**Textausschnitt:**
============
Tatsächlich spielt die dramatische Veränderung der politischen Großwetterlage dem Platzhirsch Emmanuel Macron in die Karten. Wenn die Kanonen donnern, profitiert bei Wahlen meist die amtierende Regierung. Die Doppelkandidatur zweier starker, sich teilweise kannibalisierender Rechtsaußen-Kandidaten tut ein Übriges. 

Aktuelle Umfragen sehen Macron im ersten Wahlgang inzwischen meist mit etwa 30 Prozent der Stimmen weit in Führung, während Marine Le Pen vom Rassemblement National bei etwa 18 Prozent gesehen wird. Der ehemalige Fernsehjournalist Zemmour ist aktuell auf 10 bis 12 Prozent abgefallen und ringt mit der Republikanerin Valérie Pécresse und dem Linksaußen Jean-Luc Mélenchon um Platz drei im ersten Wahlgang. Vor Kriegsausbruch stand der amtierende Präsident meist nur bei 25 Prozent. Im letzen Jahr war Marine Le Pen sogar mit ebenfalls etwa 25 Prozent mehrfach auf Augenhöhe mit ihm.
============
**Aufgeführte Datensätze:**

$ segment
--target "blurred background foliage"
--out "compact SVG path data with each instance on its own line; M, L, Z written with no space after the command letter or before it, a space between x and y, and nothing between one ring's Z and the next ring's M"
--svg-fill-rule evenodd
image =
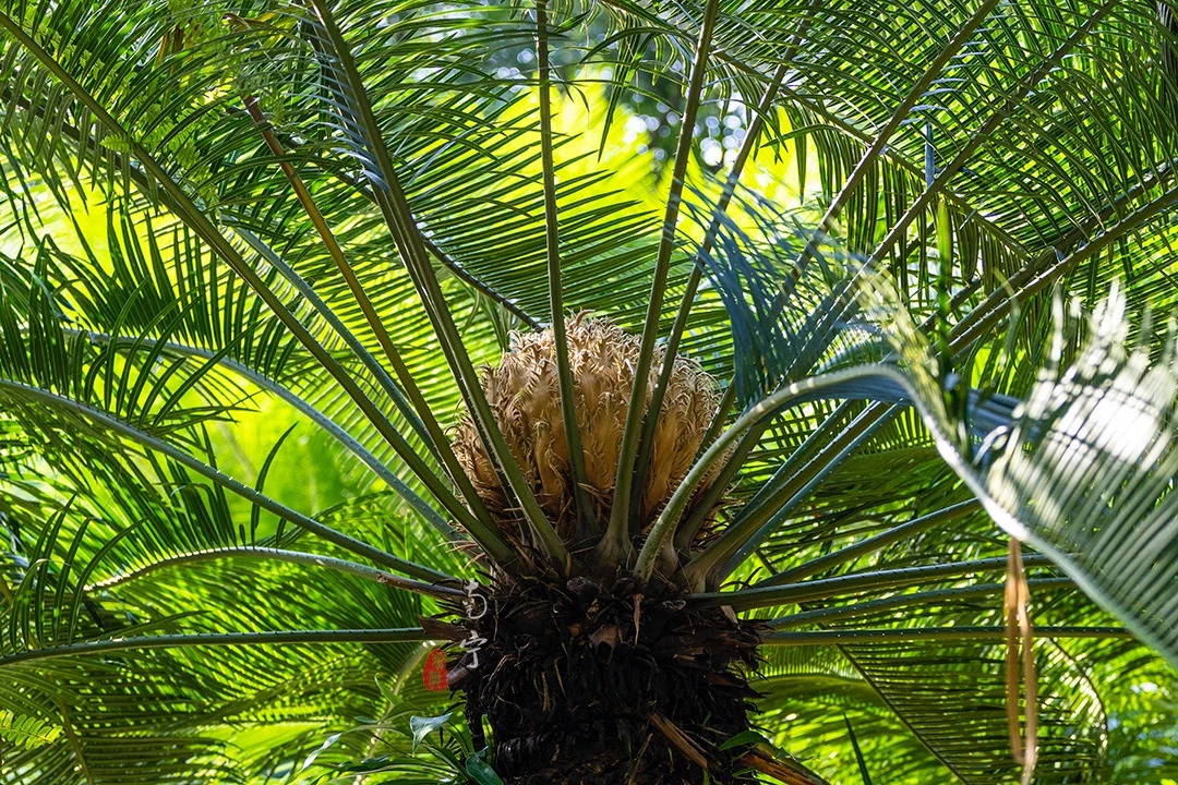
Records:
M477 13L469 5L463 8ZM441 12L444 11L443 7ZM501 12L490 9L487 13ZM203 16L193 13L192 19L200 20ZM667 67L679 74L668 79L656 78L653 74L656 69L651 68L620 74L620 62L611 67L600 64L578 66L584 53L602 45L607 35L601 15L590 15L585 22L570 27L554 54L558 88L554 126L560 135L564 161L560 177L562 181L578 181L580 198L585 200L621 193L627 198L633 215L657 214L670 187L667 164L673 155L681 122L673 107L682 104L683 61L666 58ZM653 44L650 46L654 47ZM646 54L657 61L663 53L651 48ZM514 121L511 113L523 119L535 112L535 94L529 86L534 67L531 44L527 36L496 48L490 55L488 68L504 82L517 80L518 87L510 89L524 93L515 95L507 109L509 114L501 118L501 122L510 125ZM578 67L584 71L575 71ZM626 88L620 87L620 79ZM276 92L273 85L267 82L262 99L273 114L276 125L280 125L284 99L280 91ZM714 198L719 193L720 186L712 175L721 172L726 161L730 162L734 151L743 141L749 120L744 105L747 100L753 99L742 95L735 85L727 85L713 100L706 101L700 112L687 180L690 187L699 191L701 199ZM772 131L757 149L746 181L780 209L814 220L821 211L814 205L813 195L823 189L819 154L813 146L794 141L783 112L772 118L769 124ZM605 128L603 134L595 133L602 128ZM117 141L111 144L117 146ZM522 132L503 144L504 148L496 152L509 159L512 145L527 151L536 145L536 139L534 133ZM532 158L514 177L538 179L540 172L540 162ZM584 181L590 182L585 185ZM128 225L121 220L121 205L117 211L108 211L104 195L81 184L57 184L57 187L67 191L54 195L49 185L31 187L29 193L40 194L42 199L35 204L22 204L20 209L14 211L13 222L0 226L0 254L27 260L58 248L91 260L108 260L120 254L134 257L143 254L144 248L167 231L160 222L151 226L141 222L130 227L138 235L127 234ZM64 212L59 206L62 199L72 201L74 209ZM617 220L624 222L628 218L618 215ZM734 220L737 227L753 228L747 222L741 224L752 220L747 217L736 214ZM699 239L702 227L688 224L684 233ZM363 247L366 257L378 259L385 253L380 245L386 240L373 226L352 227L349 239ZM139 247L135 247L137 244ZM444 285L454 297L459 321L465 319L463 327L478 338L472 338L470 346L481 361L495 360L497 351L505 346L510 330L528 327L510 310L489 302L459 278L451 275ZM715 298L709 300L708 288L709 282L704 281L701 298L715 306ZM611 315L623 324L634 325L640 319L643 307L641 295L623 298L616 305L617 310ZM396 321L401 306L384 302L382 307ZM406 311L411 307L404 306ZM405 346L410 361L418 367L428 367L428 362L418 360L430 355L435 347L423 333L406 333L404 337L408 341L417 341ZM494 339L488 339L490 337ZM693 345L689 340L687 347L701 361L709 362L706 344ZM709 367L716 373L730 371L724 366L723 354L721 351L712 354ZM984 362L985 354L981 354L978 364ZM378 477L365 471L292 407L259 394L259 388L249 382L238 384L239 405L223 412L207 426L207 457L211 463L225 473L240 478L258 478L263 468L269 467L265 473L266 493L290 507L311 511L325 521L346 520L349 531L368 535L371 541L396 545L390 550L409 559L428 552L428 563L435 566L462 563L463 554L448 551L450 544L423 524L404 525L396 531L386 526L390 518L410 520L410 517L403 503ZM439 372L432 384L426 381L423 386L432 400L441 403L436 411L443 423L450 425L458 408L452 390L446 388L448 384L448 377ZM2 428L4 417L0 417L0 446L4 444ZM783 434L782 443L792 438ZM164 464L148 465L140 457L133 458L130 464L147 475L166 475L176 471ZM46 515L49 505L45 499L54 494L62 501L68 499L72 485L98 488L85 504L94 506L91 512L95 519L105 518L115 524L132 523L130 518L137 508L135 504L158 513L168 505L183 506L184 503L179 498L183 494L164 492L159 498L132 501L124 495L124 492L132 493L130 488L120 488L118 471L112 470L108 477L87 475L88 470L84 466L79 466L78 471L78 475L67 477L55 473L60 468L49 470L46 466L39 483L26 477L20 483L4 485L0 487L0 515L9 524L22 517ZM842 477L849 477L853 466L848 465L845 472ZM934 477L929 484L941 481L944 477ZM38 483L37 492L22 492L21 483ZM848 480L848 485L853 483ZM238 538L232 532L233 524L229 521L237 521L237 526L241 525L240 521L251 521L257 514L252 505L238 497L217 493L211 486L199 483L196 486L207 498L193 504L185 514L197 515L194 511L198 507L204 511L201 514L223 514L221 521L229 527L225 545L239 539L260 541L278 533L277 519L262 512L250 537ZM46 492L46 488L51 491ZM845 491L829 491L830 494ZM105 507L95 501L104 497L111 500ZM176 510L172 512L176 513ZM120 515L126 519L119 520ZM16 527L9 525L8 530L13 553L35 551L33 543L19 541L21 535ZM964 531L962 538L968 541L971 537L979 540L990 537L979 532ZM782 532L782 537L788 534L788 530ZM290 538L287 541L294 535L290 534ZM748 566L734 579L747 579L752 571L753 566ZM237 572L230 564L212 565L199 572L178 570L167 581L166 591L158 587L128 591L119 596L121 605L115 607L127 619L153 619L155 624L160 624L158 619L179 620L170 617L173 608L203 607L194 614L191 611L180 613L190 627L196 625L207 630L280 627L289 619L283 618L276 607L252 607L236 601L237 596L247 598L259 591L282 594L289 601L289 612L298 611L303 626L405 626L415 624L418 613L432 610L429 600L390 597L388 592L378 592L366 584L337 577L324 579L326 586L318 586L304 596L300 587L304 578L305 573L298 568L282 564L266 565L249 573ZM249 583L249 591L245 591L245 581ZM1046 610L1050 616L1050 606ZM164 628L168 626L163 623ZM1098 645L1064 641L1059 645L1068 656L1083 658L1085 667L1091 668L1091 681L1114 685L1114 688L1101 690L1098 698L1100 710L1107 716L1106 741L1112 763L1107 781L1118 785L1172 785L1178 781L1178 679L1173 671L1144 657L1139 647L1121 641ZM270 650L217 650L212 673L209 672L207 658L211 656L207 651L180 651L166 660L145 652L128 657L125 672L94 673L80 666L78 671L62 667L46 678L67 683L81 703L87 680L101 678L115 683L123 679L126 681L127 701L138 704L143 710L152 707L160 713L174 712L176 727L185 727L184 731L178 730L174 737L158 729L144 731L158 736L147 736L140 744L174 745L178 769L190 766L192 760L203 760L199 781L241 785L333 781L359 785L378 781L437 783L452 776L448 769L448 756L464 744L461 712L454 714L452 726L442 726L441 733L429 736L428 744L418 745L416 763L403 761L404 754L415 746L410 717L437 717L454 711L444 696L423 688L421 670L425 647L417 644L297 646L282 651L283 659L277 661ZM994 656L993 647L988 654ZM153 684L140 688L134 684L135 668L167 668L174 684L163 687ZM1130 676L1120 676L1124 673ZM204 681L200 686L207 694L205 705L171 703L174 696L186 694L184 686L187 683L197 680ZM938 779L942 774L932 754L906 732L879 693L869 688L862 676L833 648L773 650L762 678L754 686L765 693L760 701L765 710L760 720L765 733L832 783L862 781L848 729L853 729L862 747L872 783L925 785L942 781ZM1083 693L1088 687L1077 683L1074 688L1077 693ZM194 743L193 731L188 730L191 724L186 725L193 717L201 720L198 723L199 744ZM100 718L88 719L101 721ZM7 760L19 760L18 751L26 746L59 745L62 749L61 759L39 765L71 765L68 743L72 737L68 730L62 732L62 727L52 725L25 727L24 734L19 736L21 729L12 724L6 726L5 721L0 716L0 754ZM133 752L120 752L112 746L108 754ZM0 764L0 783L24 783L28 780L27 774L28 771L19 766L5 770Z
============
**Zu lösende Aufgaben:**
1. Bei wie viel Prozent lag Macron laut dem Textausschnitt über die französischen Wahlumfragen vor Kriegsausbruch meist?
2. Nimm den Textausschnitt über die französischen Wahlumfragen nach seinem letzten Satz wieder auf und schreibe ihn weiter.
Die Datensätze stehen in keinem Zusammenhang mit dem Textausschnitt.

**Geordnete Antworten:**
1. Meist nur bei 25 Prozent.

2.
Auch in sämtlichen Stichwahl-Szenarien würde der amtierende Präsident aktuell deutlich gewinnen. Denn unterm Strich kann man sagen, daß die zwei großen, externen Faktoren Corona und Ukraine-Krieg, für die er in den Augen der Franzosen nichts kann, alle Mißerfolge seiner Amtszeit verblassen lassen. Dies alles sehr zum Ärger seiner elf Herausforderer, die ihn gerne in einem TV-Duell stellen würden, was er aber mit dem Duktus des Amtsinhabers verweigert.

Dabei hat seine Fünf-Jahres-Bilanz durchaus Positives vorzuweisen. Beim seit Jahren zentralen Thema der Franzosen, der Kaufkraft, kann er trotz Pandemie in seiner Amtszeit dank diverser Steuererleichterungen mit einem jährlichen durchschnittlichen Anstieg von 0,9 Prozent punkten. Seine Vorgänger Nicolas Sarkozy und François Hollande erreichten nur 0,2 bzw. 0,1 Prozent.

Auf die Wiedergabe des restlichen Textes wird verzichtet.